- [TEXTAUSZUG]:
_ _ _
Wir wissen, dass die Verwendung des generischen Maskulinums ganz im Sinne der rechtspopulistischen Stimmungsmache gegen das Gender-Mainstreaming ist. Wir möchten an dieser Stelle betonen, dass wir die Entscheidung gegen das Gendern in diesem Buch ausschließlich im Sinne der besseren Lesbarkeit und ohne jeden politischen Hintergrund getroffen haben. Selbstverständlich sind Frauen und Männer stets gleichermaßen gemeint.

Für die sehr angenehme und professionelle Zusammenarbeit danken wir unseren Lektoren Juliane von Laffert und Dr. Peter Schäfer.

Aachen, im August 2018

Thomas Niehr
Jana Reissen-Kosch

»ICH BIN KEIN POPULIST«

(K)eine Definition eines gespenstischen Begriffs

»Ich bin kein Populist.« Das sagen die Politiker Norbert Hofer und Heinz-Christian Strache von der österreichischen FPÖ über sich.1 Auch in Deutschland ist es nicht gerade angesagt, sich selbst als Populisten zu bezeichnen. Dennoch geht in Europa ein Gespenst um: das »Gespenst des Populismus«2, um Heribert Prantl von der Süddeutschen Zeitung zu zitieren.
_ _ _
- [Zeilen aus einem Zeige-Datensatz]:
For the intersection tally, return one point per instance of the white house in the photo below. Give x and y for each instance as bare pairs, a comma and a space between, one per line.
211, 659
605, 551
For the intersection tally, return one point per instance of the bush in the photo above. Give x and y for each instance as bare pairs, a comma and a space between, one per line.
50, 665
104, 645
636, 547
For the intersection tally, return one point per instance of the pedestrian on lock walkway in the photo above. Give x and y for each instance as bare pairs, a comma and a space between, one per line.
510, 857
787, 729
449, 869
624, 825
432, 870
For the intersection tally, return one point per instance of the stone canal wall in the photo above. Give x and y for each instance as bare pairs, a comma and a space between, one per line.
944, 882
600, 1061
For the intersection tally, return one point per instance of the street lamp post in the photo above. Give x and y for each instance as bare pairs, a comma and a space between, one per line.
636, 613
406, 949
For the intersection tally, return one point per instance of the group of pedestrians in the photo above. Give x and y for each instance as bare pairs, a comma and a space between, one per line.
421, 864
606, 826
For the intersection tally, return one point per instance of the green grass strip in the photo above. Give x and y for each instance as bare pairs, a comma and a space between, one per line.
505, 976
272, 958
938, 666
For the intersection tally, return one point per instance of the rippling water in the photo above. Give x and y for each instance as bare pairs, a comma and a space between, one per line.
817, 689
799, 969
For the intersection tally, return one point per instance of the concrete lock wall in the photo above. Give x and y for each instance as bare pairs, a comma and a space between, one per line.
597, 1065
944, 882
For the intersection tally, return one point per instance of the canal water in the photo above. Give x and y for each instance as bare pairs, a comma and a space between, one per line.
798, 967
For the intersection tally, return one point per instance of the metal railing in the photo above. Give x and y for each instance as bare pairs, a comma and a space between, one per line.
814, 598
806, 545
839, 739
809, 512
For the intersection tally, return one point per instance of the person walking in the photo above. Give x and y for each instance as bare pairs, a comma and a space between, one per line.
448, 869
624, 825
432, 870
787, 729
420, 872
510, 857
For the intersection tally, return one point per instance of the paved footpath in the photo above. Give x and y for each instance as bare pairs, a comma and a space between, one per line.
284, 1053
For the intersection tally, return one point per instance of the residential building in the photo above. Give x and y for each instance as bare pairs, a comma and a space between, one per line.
_ _ _
- [ZIEL A]: Wessen Worte zitiert der Textauszug mit der Wendung »Gespenst des Populismus«?
- [ZIEL B]: Gib aus dem Textauszug den Abschnitt von „Thomas Niehr“ bis „Zeitung zu zitieren.“ wortgetreu wieder.
Die Auflistung ist eigenständiges Material und gehört nicht zum Textauszug.

- [AUSGABE A]: Heribert Prantl von der Süddeutschen Zeitung.

- [AUSGABE B]:
Thomas Niehr
Jana Reissen-Kosch

»ICH BIN KEIN POPULIST«

(K)eine Definition eines gespenstischen Begriffs

»Ich bin kein Populist.« Das sagen die Politiker Norbert Hofer und Heinz-Christian Strache von der österreichischen FPÖ über sich.1 Auch in Deutschland ist es nicht gerade angesagt, sich selbst als Populisten zu bezeichnen. Dennoch geht in Europa ein Gespenst um: das »Gespenst des Populismus«2, um Heribert Prantl von der Süddeutschen Zeitung zu zitieren.